For this exercise, an exact copy is needed of only the lines from the one containing "# provide the" through the end of the data, with pictures left out.

Point localization data —
☆ ☆ ☆ ☆ ☆ ☆ ☆
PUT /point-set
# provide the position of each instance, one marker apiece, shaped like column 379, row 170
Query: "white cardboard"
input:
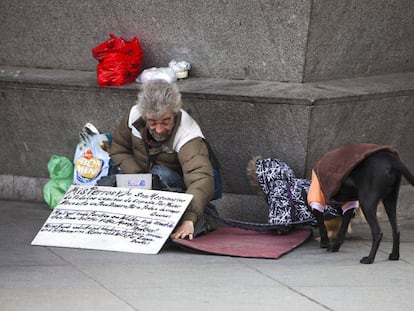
column 114, row 219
☆ ☆ ☆ ☆ ☆ ☆ ☆
Answer section —
# provide the position of each instance, one marker apiece, shaped like column 379, row 170
Query: "white cardboard"
input:
column 114, row 219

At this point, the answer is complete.